**TRECHO FORNECIDO**
* * *

Um Nobel da paz entre nós

Um homem, um ativista, um Nobel da paz entre nós

Por: Carolina Modesto*

Ele veio passar as suas férias no Brasil, mas ainda assim estava trabalhando. Ele foi o convidado de honra do evento promovido em 27 de janeiro de 2016, pelo Instituto Ethos, InPACTO e outros parceiros, para discutir a questão do trabalho infantil e trabalho escravo. Ele é Kailash Satyarthi, ganhador do Premio Nobel da Paz 2014.

Eu tinha expectativas de escutá-lo de longe e, ainda assim, estaria imensamente feliz e grata por ter a oportunidade de vê-lo e, sobretudo, escutar a sua experiência e sabedoria. Foi quando veio o momento inesperado e, ao aguardar a permissão de entrada para o auditório, o vejo passar entre as pessoas e, de repente, o vejo passar ao meu lado. Com as mãos unidas e em posição de reverência, o saúdo com um caloroso “Namastê”. Ele pára. Com uma feição de surpresa e felicidade, responde a saudação da mesma forma e com um sorriso generoso e espontâneo toca a minha mão com um aperto suave.

Meu coração dispara. Fico emocionada por algum tempo que não sei exatamente quanto foi. Fomos para o auditório e quando as exposições têm início tivemos, aproximadamente, três horas de mesas de diálogos sobre a “promoção e defesa dos direitos humanos - Brasil em foco” e também sobre “saberes e práticas de direitos humanos no Brasil e no Mundo”. Estiveram presentes os profissionais que estão na linha de frente da questão no nosso país. Pessoas que tem amor pela causa e que trabalham por melhorias e evoluções. Pessoas que lutam para “dar luz” a uma questão ainda obscura e que representam instituições como Ministério Público, Organização Internacional do Trabalho, Tribunal Superior do Trabalho, Sebrae, Ministério do Desenvolvimento Social, Inpacto e Instituto Ethos. E claro, Sr. Kailash ficou com a fala final para nos brindar com a sua experiência de vida que praticamente se confunde com a sua história de ativismo contra o trabalho infantil.

* * *

**LINHAS DE DADOS**
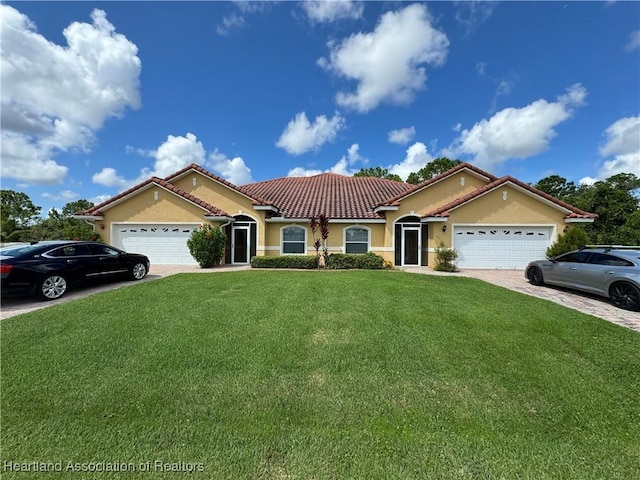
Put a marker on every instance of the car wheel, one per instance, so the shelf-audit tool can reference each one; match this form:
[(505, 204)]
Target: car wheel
[(138, 271), (52, 287), (625, 295), (534, 275)]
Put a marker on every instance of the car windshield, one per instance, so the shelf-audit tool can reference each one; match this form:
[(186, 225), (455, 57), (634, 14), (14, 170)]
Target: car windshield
[(13, 250)]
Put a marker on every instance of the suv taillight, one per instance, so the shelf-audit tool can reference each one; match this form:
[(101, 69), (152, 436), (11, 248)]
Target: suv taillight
[(5, 269)]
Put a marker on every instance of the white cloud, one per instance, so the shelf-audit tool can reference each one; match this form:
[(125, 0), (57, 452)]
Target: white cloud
[(471, 13), (587, 181), (623, 143), (331, 10), (234, 170), (303, 172), (516, 132), (25, 161), (65, 195), (55, 98), (623, 137), (402, 136), (417, 157), (634, 41), (108, 177), (231, 22), (175, 153), (301, 136), (387, 63), (344, 166), (504, 88)]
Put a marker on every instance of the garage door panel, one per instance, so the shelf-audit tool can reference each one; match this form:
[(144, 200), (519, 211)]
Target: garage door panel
[(500, 246), (163, 244)]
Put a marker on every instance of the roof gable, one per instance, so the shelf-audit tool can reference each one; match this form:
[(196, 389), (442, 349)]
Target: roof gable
[(209, 209), (570, 210), (255, 200), (337, 196), (464, 166)]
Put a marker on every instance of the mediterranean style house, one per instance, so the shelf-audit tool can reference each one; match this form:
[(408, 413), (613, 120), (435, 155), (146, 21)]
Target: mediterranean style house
[(492, 222)]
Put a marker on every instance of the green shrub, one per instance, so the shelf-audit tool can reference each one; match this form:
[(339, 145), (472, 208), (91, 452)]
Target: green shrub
[(445, 257), (573, 239), (366, 261), (206, 245), (285, 261)]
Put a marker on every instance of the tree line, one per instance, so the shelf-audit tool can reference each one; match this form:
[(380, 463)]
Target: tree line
[(616, 201), (20, 220)]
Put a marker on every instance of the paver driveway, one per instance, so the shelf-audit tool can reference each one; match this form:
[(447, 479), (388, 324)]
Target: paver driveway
[(514, 280), (511, 279)]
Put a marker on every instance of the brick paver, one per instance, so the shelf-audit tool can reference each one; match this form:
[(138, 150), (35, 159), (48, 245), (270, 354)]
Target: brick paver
[(515, 280), (511, 279)]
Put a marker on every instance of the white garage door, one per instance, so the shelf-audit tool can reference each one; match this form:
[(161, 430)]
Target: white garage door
[(163, 244), (500, 246)]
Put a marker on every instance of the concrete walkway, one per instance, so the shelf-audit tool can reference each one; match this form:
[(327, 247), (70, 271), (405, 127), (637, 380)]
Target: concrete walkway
[(515, 280)]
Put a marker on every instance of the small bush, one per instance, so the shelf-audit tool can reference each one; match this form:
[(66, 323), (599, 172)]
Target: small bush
[(285, 261), (572, 240), (206, 245), (445, 257), (366, 261)]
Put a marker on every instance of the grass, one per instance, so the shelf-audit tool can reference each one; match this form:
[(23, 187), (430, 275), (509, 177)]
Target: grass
[(314, 375)]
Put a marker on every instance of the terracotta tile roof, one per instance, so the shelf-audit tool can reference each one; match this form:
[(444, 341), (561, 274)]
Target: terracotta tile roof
[(254, 199), (414, 188), (210, 209), (336, 196), (445, 209)]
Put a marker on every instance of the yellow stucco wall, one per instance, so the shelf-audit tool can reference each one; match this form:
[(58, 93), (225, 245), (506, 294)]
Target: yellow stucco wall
[(489, 209), (428, 199), (224, 198), (335, 241), (143, 207), (519, 208)]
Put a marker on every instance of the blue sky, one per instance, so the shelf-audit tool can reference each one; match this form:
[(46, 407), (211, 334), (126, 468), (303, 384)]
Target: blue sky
[(98, 96)]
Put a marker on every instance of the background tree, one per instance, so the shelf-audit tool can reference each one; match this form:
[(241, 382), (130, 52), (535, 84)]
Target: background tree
[(431, 169), (558, 187), (616, 200), (17, 214), (377, 172)]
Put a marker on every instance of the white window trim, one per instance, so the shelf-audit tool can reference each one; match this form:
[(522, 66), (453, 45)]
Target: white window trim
[(344, 237), (282, 239)]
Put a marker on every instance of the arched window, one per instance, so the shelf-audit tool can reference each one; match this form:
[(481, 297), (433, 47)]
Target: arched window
[(356, 240), (294, 240)]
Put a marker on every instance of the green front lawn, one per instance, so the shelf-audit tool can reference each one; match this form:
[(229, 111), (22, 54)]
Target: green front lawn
[(320, 375)]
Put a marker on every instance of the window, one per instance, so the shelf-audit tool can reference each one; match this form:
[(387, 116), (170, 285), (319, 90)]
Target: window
[(294, 240), (99, 249), (604, 259), (356, 240), (70, 251), (575, 257)]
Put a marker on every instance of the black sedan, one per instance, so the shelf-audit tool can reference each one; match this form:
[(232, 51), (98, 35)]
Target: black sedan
[(47, 269)]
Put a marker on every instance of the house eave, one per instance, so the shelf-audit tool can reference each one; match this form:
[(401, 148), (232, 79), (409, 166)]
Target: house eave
[(579, 220), (331, 220), (386, 208), (88, 217), (265, 208)]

* * *

**ENUNCIADO**
Reproduza fielmente a passagem do texto sobre Kailash Satyarthi que se inicia nas palavras "Eu tinha expectativas" e se encerra em "um aperto suave.".

**RESOLUÇÃO DO EXERCÍCIO**
Eu tinha expectativas de escutá-lo de longe e, ainda assim, estaria imensamente feliz e grata por ter a oportunidade de vê-lo e, sobretudo, escutar a sua experiência e sabedoria. Foi quando veio o momento inesperado e, ao aguardar a permissão de entrada para o auditório, o vejo passar entre as pessoas e, de repente, o vejo passar ao meu lado. Com as mãos unidas e em posição de reverência, o saúdo com um caloroso “Namastê”. Ele pára. Com uma feição de surpresa e felicidade, responde a saudação da mesma forma e com um sorriso generoso e espontâneo toca a minha mão com um aperto suave.